EXERCISE REQUIREMENTS: Repeat the listing in full, preserving every character.

Position identification records:
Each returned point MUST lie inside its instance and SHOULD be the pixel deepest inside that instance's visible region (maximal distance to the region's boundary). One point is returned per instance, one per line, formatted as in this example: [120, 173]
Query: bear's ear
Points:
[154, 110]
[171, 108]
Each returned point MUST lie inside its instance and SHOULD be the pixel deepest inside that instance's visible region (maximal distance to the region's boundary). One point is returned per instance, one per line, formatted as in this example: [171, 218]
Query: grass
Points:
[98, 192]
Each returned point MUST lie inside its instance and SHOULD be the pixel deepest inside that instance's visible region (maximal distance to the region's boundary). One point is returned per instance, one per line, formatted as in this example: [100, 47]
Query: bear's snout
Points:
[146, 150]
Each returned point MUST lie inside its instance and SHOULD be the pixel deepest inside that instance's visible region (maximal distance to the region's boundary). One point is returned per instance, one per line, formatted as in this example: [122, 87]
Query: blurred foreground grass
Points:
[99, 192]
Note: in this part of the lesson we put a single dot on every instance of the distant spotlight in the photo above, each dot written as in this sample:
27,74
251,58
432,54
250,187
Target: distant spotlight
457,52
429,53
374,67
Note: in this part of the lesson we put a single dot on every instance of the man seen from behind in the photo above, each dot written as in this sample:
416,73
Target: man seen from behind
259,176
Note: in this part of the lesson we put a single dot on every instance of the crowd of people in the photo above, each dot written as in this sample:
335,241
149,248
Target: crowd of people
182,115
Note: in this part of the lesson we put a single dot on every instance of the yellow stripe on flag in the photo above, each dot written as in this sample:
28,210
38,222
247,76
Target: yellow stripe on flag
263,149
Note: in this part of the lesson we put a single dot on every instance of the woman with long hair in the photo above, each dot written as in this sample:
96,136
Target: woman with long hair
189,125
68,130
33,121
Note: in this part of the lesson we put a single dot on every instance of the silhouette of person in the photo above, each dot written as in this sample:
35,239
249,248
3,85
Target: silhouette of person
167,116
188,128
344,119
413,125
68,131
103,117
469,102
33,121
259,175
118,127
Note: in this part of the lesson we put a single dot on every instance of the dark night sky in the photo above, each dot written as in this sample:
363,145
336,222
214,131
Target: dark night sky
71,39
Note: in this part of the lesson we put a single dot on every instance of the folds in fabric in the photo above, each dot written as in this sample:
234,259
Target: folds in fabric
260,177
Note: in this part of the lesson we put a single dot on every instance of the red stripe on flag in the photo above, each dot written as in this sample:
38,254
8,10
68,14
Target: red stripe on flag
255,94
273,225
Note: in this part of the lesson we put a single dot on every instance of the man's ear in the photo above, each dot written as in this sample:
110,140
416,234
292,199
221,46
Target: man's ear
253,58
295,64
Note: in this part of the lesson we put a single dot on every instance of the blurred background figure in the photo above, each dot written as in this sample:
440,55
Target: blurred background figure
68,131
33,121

RESULT OF THE EXERCISE:
Each returned point MUST lie inside its instance and SHOULD be the pixel deepest inside that instance's visible region (maximal distance to the region's boundary). One point is returned per instance, one per line, formatted as in this example: [120, 173]
Query: bear's ear
Points:
[154, 110]
[171, 108]
Each returned point MUST lie inside its instance and SHOULD be the pixel deepest inside that instance's visible region (maximal distance to the region's boundary). One point is returned per instance, one per line, formatted as in this example: [171, 218]
Query: grass
Points:
[98, 192]
Each returned point MUST lie inside its instance and SHOULD be the pixel deepest inside that instance's visible region (maximal distance to the region's boundary). One point is returned per instance, one per line, formatted as in this example: [100, 47]
Query: bear's snout
Points:
[146, 150]
Each returned point MUST lie inside its instance and SHOULD be the pixel deepest inside that instance's visible region (maximal distance to the region's boundary). One point is returned per instance, one per line, formatted as in this example: [122, 87]
Query: blurred foreground grass
Points:
[99, 192]
Note: in this part of the lesson we put a single dot on every instance of the distant spotlight in the photo above, each dot written as in this sample:
27,74
251,58
432,54
250,187
Target: distant spotlight
457,52
429,53
374,67
Note: in this part of the lesson we put a single dot on every instance of the man seen from behind in the photo above, each dot written as in this sample:
416,73
Target: man seen from behind
259,176
Note: in this part of the lesson we put a single dot on every instance of the crowd of people in the photo above, each dot written as in this sample:
335,241
149,248
Target: crowd of people
182,115
Note: in this part of the lesson we put a single dot on every instance of the yellow stripe on flag in the photo above, each dot written as in this sample:
28,210
38,222
247,76
Target: yellow stripe on flag
263,149
Note: in this part of the lesson we put a single dot on every instance of the woman with long hair in the photo above, each dot written as in this sample:
96,136
Target: woman with long hair
189,125
68,130
33,121
Note: in this part of the lesson we put a single dot on every instance of the silhouette of person in the photo above, each dot written as in this sample:
35,239
249,248
3,85
Target: silhouette of person
167,116
188,128
344,119
413,125
68,131
103,117
469,102
33,121
259,175
118,127
Note: in this part of the lesson we put a single dot on every instance of the dark night sky in the photo above, each dot written as in this sample:
363,145
336,222
214,131
Target: dark night sky
71,39
Note: in this part of the lesson we put a single dot on every instance of the folds in fabric in the photo above, each dot written as in this sample:
234,259
Target: folds in fabric
260,177
Note: in this part of the lesson we put a single dot on every instance of the red stripe on flag in the photo above, each dot written as in this sample:
38,254
8,10
68,14
Target: red stripe on flag
255,94
273,225
Note: in this part of the lesson we put a single dot on every instance of the man's ear in the photo above, each dot written as in this sample:
110,140
416,234
292,199
221,46
Target: man's ear
253,58
295,64
Note: in this part of the lesson we put a single dot on every instance of the blurred background figure in the photo above, each dot written as in this sample:
440,55
Target: blurred background figure
68,131
33,121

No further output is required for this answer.